WHAT YOU WILL DO
Report each line of the records that contains the string "baseball" by copying the whole line. Letter case counts.
* Start *
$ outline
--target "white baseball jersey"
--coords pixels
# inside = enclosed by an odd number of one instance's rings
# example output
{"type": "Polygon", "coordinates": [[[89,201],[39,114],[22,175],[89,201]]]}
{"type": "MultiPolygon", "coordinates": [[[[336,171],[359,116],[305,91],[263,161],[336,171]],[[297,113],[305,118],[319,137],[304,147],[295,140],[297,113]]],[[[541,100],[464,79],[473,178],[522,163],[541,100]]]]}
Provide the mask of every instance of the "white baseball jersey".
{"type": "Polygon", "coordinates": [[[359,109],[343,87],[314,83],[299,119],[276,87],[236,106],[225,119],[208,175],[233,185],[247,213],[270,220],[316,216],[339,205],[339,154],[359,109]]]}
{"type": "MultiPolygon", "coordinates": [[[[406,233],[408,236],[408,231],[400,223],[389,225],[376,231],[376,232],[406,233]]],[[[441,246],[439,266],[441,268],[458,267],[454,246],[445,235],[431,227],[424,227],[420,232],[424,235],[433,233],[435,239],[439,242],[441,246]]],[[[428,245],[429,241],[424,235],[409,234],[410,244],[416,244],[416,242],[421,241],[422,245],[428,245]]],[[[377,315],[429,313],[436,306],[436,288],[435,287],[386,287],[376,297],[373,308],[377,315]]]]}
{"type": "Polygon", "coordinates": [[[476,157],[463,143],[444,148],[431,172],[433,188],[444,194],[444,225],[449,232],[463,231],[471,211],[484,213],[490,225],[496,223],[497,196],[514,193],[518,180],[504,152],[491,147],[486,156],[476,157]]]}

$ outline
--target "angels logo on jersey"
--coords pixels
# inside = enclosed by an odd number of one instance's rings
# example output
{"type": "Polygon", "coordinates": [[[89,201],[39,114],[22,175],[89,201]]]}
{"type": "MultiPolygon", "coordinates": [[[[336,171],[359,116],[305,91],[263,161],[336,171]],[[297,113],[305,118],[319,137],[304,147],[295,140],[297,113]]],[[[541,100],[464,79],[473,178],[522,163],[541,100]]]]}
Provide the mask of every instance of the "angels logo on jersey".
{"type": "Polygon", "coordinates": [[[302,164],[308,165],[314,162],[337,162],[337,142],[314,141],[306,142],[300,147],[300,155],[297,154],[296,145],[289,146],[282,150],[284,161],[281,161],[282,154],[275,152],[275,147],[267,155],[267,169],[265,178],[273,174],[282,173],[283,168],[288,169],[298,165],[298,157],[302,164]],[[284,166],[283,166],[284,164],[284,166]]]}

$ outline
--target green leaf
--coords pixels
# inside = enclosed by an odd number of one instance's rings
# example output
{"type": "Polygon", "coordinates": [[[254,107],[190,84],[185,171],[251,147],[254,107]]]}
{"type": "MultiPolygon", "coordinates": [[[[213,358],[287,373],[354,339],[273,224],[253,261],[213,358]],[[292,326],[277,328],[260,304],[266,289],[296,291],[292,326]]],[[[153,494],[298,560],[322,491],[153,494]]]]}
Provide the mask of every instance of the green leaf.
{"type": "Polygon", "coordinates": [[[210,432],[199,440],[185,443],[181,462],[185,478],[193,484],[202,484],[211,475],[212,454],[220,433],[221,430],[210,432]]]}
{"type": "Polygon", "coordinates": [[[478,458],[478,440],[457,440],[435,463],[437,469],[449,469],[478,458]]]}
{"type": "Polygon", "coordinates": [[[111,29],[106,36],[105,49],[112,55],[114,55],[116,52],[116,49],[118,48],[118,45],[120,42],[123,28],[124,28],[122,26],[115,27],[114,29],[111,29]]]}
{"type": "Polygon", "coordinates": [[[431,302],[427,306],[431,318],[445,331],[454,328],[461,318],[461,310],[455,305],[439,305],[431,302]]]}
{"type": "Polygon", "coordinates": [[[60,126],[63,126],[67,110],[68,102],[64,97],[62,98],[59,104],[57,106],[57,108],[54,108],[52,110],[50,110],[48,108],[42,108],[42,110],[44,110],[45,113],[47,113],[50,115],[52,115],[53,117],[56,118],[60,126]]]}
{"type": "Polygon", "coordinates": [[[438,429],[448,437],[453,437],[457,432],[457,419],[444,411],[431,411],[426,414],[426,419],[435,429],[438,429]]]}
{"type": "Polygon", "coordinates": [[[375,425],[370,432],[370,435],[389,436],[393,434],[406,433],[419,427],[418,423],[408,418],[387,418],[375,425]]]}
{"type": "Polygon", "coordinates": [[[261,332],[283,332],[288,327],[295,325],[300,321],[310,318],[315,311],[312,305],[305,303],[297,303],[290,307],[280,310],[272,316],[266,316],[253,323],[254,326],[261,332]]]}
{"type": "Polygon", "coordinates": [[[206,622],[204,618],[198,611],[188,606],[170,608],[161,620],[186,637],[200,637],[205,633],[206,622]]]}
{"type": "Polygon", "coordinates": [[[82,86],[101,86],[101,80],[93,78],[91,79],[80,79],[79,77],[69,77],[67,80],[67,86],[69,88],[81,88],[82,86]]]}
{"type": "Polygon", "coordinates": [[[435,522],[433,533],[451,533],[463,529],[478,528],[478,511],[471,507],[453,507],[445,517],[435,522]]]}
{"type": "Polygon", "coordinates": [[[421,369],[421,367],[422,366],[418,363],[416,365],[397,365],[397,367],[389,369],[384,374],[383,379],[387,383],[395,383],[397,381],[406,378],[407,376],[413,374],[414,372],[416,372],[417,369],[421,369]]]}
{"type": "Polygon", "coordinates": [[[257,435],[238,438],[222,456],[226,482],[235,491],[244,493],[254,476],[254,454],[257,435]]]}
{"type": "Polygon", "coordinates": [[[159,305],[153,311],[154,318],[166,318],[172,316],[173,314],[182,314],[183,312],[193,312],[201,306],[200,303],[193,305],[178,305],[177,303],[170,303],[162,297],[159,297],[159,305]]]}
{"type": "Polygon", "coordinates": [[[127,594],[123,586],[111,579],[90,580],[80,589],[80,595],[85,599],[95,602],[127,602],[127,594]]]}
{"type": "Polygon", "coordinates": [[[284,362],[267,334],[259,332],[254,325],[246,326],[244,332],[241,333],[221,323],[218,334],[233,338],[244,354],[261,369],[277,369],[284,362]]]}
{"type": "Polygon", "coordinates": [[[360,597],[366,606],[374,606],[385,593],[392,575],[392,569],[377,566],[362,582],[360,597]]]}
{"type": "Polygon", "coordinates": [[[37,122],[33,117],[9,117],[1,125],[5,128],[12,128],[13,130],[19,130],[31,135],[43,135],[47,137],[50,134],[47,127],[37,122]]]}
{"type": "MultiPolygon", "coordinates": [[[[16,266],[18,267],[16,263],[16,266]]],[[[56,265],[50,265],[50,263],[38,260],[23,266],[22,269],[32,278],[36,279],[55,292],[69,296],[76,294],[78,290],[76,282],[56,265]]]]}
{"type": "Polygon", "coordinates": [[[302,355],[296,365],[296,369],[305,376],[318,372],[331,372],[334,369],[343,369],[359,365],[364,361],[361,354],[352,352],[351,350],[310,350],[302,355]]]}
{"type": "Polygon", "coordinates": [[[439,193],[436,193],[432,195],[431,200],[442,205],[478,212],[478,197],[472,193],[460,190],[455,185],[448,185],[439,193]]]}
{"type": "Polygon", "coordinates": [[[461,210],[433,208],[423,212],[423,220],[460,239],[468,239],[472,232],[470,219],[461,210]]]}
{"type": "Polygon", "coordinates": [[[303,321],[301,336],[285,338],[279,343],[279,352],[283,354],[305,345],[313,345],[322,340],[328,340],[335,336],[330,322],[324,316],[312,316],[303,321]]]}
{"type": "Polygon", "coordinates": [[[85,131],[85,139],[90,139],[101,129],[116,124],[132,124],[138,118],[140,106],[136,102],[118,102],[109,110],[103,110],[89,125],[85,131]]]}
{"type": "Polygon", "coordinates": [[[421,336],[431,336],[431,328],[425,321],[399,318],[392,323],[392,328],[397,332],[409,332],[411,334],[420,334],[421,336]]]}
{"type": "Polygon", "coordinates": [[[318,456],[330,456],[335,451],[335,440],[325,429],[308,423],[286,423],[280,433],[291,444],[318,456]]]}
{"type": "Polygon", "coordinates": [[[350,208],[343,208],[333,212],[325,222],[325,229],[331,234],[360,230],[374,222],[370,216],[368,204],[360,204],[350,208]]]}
* End *
CORRECT RESULT
--target "white baseball jersey"
Provide the mask of every instance of the "white baseball jersey".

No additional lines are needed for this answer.